▶ REQUIREMENTS:
a: Using only the text on partial charges, decide whether each statement agrees with it: (i) The QMugs data set included three conformers for each of its 200,000 molecules. (ii) The earlier data set from ref (23) used several conformers per molecule. (iii) DASH depends on the ML software library used to build the model. Answer yes or no for each, and quote the deciding words of the text.
b: Write out the part of the text on partial charges between "Selection of Molecules" and "least five times.", inclusive, with no changes.
c: Extend the text on partial charges, picking up after its last sentence.

+++ QUOTED TEXT

In this work, we train a GNN on a substantially increased data set of QM reference partial charges compared to ref (23). We demonstrate that the attention values extracted from this GNN model are in agreement with common chemical knowledge. Unlike chemical intuition, however, the attention values are quantitative, enabling us to rank certain atoms and functional groups over others. Thus, we can not only extract the important features as patterns but also use the attention values to construct a dynamic hierarchical tree structure to assign partial charges without the GNN model. The resulting dynamic attention-based substructure hierarchy (DASH) is independent of the ML software library with which the model was built and provides accuracy similar to that of the underlying GNN. Moreover, the DASH is human-readable and provides confidence values for each result.
Methods
Data Set Generation
A generally applicable force field for organic molecules needs to cover a large chemical space including the combination of functional groups. In ref (23), we generated a data set with a large coverage of chemical space while focusing on lead-like compounds (molecular weight in the range 250–350 g/mol), such that the molecules were small enough for high-level QM methods. We used the unique bits of Morgan fingerprints with a radius of 2 (MFP2) of all lead-like compounds in ChEMBL34 and ZINC35 to select a diverse subset of 130,000 molecules that represented all MFP2 bits. At the time, we considered only one conformer per molecule since the conformational dependence of DDEC partial charges was found to be low overall. However, this can introduce noise for molecules for which the conformational dependency of the charge assignment is above average. This is, for instance, the case for molecules that are symmetric in the two-dimensional (2D) graph but are asymmetric in the three-dimensional (3D) conformation. In the recently published QMugs data set36 three conformers were included for each of the 200,000 molecules, using a semiempirical method for geometry optimization and DFT for the calculation of the QM properties.
Selection of Molecules
In this work, we generated an extended data set by collecting and filtering molecules from four different sources: (i) the QMugs data set,36 (ii) the training set from ref (23), (iii) lead-like molecules from ChEMBL version 30 (filtered as in ref (23)), and (iv) organic liquids from refs (37−40). The goal was to have the minimal number of molecules that represent all unique MFP2 atom environments found in the lead-like compounds of ChEMBL at least five times.

++++++
+++ ENTRIES

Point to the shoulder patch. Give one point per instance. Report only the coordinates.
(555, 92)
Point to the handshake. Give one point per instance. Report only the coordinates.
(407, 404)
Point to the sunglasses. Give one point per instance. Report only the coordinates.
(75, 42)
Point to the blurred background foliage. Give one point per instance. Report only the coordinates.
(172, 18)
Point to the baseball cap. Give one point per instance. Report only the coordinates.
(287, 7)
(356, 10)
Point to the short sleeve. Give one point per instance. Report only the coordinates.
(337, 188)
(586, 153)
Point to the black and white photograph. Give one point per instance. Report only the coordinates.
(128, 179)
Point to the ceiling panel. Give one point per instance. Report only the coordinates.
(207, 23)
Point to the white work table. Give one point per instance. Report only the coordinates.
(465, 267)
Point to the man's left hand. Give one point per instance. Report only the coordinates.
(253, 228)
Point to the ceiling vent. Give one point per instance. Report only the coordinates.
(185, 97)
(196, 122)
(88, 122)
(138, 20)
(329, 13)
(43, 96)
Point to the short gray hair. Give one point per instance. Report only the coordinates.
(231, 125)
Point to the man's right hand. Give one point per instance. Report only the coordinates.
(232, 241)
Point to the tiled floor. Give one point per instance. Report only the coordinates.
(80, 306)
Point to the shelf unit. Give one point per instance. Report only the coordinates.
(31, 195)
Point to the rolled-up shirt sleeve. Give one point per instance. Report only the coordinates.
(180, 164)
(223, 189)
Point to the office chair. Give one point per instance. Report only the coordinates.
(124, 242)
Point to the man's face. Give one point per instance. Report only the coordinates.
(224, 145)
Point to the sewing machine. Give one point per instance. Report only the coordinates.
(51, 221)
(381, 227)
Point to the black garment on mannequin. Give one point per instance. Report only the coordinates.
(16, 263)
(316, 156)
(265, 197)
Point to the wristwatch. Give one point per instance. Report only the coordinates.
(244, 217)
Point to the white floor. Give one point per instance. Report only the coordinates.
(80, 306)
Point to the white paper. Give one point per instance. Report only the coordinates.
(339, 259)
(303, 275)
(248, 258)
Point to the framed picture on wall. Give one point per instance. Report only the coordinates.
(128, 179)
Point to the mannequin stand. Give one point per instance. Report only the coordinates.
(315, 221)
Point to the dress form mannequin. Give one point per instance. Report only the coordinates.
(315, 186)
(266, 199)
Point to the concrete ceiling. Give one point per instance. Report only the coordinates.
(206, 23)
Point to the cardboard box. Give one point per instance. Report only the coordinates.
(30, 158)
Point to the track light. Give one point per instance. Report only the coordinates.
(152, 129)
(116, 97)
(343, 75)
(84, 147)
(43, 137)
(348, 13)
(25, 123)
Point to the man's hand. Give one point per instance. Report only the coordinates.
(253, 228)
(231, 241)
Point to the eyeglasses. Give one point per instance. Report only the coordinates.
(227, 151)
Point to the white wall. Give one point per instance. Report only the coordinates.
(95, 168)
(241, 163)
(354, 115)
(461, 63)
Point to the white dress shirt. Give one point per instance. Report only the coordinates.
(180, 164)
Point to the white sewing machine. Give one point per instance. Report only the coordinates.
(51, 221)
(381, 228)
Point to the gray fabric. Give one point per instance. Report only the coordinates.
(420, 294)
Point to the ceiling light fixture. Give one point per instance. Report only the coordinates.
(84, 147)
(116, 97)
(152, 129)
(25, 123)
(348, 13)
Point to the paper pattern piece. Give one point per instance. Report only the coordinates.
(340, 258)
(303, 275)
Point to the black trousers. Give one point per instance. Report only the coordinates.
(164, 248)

++++++

▶ RESPONSES IN ORDER:
a:
(i) Yes: "three conformers were included for each of the 200,000 molecules"
(ii) No: "we considered only one conformer per molecule"
(iii) No: "is independent of the ML software library with which the model was built"

b:
Selection of Molecules
In this work, we generated an extended data set by collecting and filtering molecules from four different sources: (i) the QMugs data set,36 (ii) the training set from ref (23), (iii) lead-like molecules from ChEMBL version 30 (filtered as in ref (23)), and (iv) organic liquids from refs (37−40). The goal was to have the minimal number of molecules that represent all unique MFP2 atom environments found in the lead-like compounds of ChEMBL at least five times.

c:
First, the QMugs data set was filtered by removing larger molecules (molecular weight >500 g/mol), which are impractical for high-level QM calculations, and by iteratively removing molecules for which the bits of their MFP2 fingerprint were already represented at least five times by the other molecules in the data set. Note that the molecules in the QMugs data set have a neutral formal charge, but molecules can be zwitterions, i.e., contain a positively and negatively charged functional group. With the QMugs subset at hand, molecules from other sources were added iteratively if their MFP2 fingerprints contained new bits. For this, the molecules were sorted by the number of “unseen bits” in their MFP2 fingerprint, and the list was updated after each addition of a molecule. Finally, we observed that the data set did not contain a diverse enough set of charged nitrogen environments (e.g., protonated amines), thus 21 manually selected molecules with charged nitrogen-containing functional groups (but a net zero charge) were added.
The final data set contains 348,935 molecules with elements from the organic set (C, H, N, O, P, S, Cl, Br, I, F, B) and a molecular weight of up to 500 g/mol.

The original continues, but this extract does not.